- _Task objective_: Copy out every one of the following entries word for word, keeping each line as it appears.

═══ Extracted data ═══

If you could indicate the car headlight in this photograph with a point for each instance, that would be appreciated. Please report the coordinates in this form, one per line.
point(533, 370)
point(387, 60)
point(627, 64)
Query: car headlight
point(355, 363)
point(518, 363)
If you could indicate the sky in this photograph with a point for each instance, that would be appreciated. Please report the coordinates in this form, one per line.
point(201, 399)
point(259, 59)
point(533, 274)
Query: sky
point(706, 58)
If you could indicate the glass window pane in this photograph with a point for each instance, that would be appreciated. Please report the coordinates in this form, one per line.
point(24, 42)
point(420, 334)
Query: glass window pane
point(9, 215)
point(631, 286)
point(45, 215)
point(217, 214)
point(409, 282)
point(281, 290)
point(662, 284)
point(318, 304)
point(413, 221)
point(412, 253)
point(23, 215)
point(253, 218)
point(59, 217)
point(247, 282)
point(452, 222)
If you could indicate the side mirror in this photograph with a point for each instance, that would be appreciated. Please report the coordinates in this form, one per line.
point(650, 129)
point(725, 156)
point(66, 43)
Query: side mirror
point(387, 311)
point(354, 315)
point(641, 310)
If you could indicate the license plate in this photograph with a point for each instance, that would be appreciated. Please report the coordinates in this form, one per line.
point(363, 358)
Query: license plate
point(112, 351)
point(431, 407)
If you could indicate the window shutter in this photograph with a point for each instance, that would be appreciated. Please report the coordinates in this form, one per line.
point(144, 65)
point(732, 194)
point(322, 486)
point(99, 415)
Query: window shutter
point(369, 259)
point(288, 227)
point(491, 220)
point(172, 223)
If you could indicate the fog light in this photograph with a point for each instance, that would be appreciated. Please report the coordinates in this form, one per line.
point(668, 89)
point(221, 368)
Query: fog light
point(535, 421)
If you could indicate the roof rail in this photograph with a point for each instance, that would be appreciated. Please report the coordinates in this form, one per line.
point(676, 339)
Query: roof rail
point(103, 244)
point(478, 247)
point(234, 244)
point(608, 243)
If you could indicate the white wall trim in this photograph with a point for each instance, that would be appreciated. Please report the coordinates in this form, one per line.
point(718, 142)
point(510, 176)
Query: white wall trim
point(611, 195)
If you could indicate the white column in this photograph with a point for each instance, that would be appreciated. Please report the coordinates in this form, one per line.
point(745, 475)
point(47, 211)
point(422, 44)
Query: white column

═══

- _Solution_:
If you could indicate the car headlight in this photograph with a point for each instance, that would be appreciated. Please report the coordinates in this form, one per line.
point(533, 370)
point(387, 60)
point(627, 64)
Query: car headlight
point(355, 363)
point(518, 363)
If you could indicate the sky in this photograph with a point for each instance, that would be appreciated. Please report the coordinates in this form, one per line.
point(201, 399)
point(259, 59)
point(533, 274)
Query: sky
point(706, 58)
If you could indicate the glass window pane in this photograph with a point for each instance, that would be appreciated. Please report the coordinates in this form, one per line.
point(24, 42)
point(420, 334)
Query: glass window pane
point(9, 215)
point(631, 286)
point(45, 215)
point(217, 214)
point(409, 282)
point(281, 290)
point(662, 284)
point(318, 304)
point(413, 221)
point(412, 253)
point(23, 215)
point(253, 218)
point(59, 217)
point(247, 282)
point(452, 222)
If you could indicate the side mirror in this photograph with a point for each instance, that would be appreciated. Please report the coordinates in this form, one per line.
point(650, 129)
point(725, 156)
point(66, 43)
Query: side mirror
point(387, 311)
point(354, 315)
point(641, 310)
If you could indicate the license plate in this photograph with a point for each instance, that would be appreciated. Please report the coordinates in this form, one per line.
point(363, 358)
Query: license plate
point(112, 351)
point(431, 407)
If you could indicate the window shutter in this photograph with a point for each instance, that would be appreciated. Please report the coordinates in this form, one per line.
point(144, 65)
point(732, 194)
point(322, 486)
point(99, 415)
Query: window shutter
point(369, 259)
point(288, 227)
point(491, 220)
point(172, 223)
If you could indicate the fog light in this photograph with a point for each instance, that would be appreciated. Please report the coordinates in this form, one per line.
point(668, 89)
point(221, 368)
Query: fog light
point(535, 421)
If you could indicate the roof rail in this photograph with a point for each instance, that would be appreciated. Please report the coordinates in this form, one per line.
point(676, 339)
Query: roof rail
point(103, 244)
point(478, 247)
point(234, 244)
point(608, 243)
If you could indicate the white wall trim in this photograph with a point for each instance, that would be appreciated. Please report the coordinates in this form, one per line.
point(718, 142)
point(510, 176)
Query: white wall trim
point(611, 195)
If you could indicate the white column in this photograph with a point for each instance, that would be appreciated. Please report the coordinates in this form, one per line.
point(745, 475)
point(47, 211)
point(422, 44)
Query: white column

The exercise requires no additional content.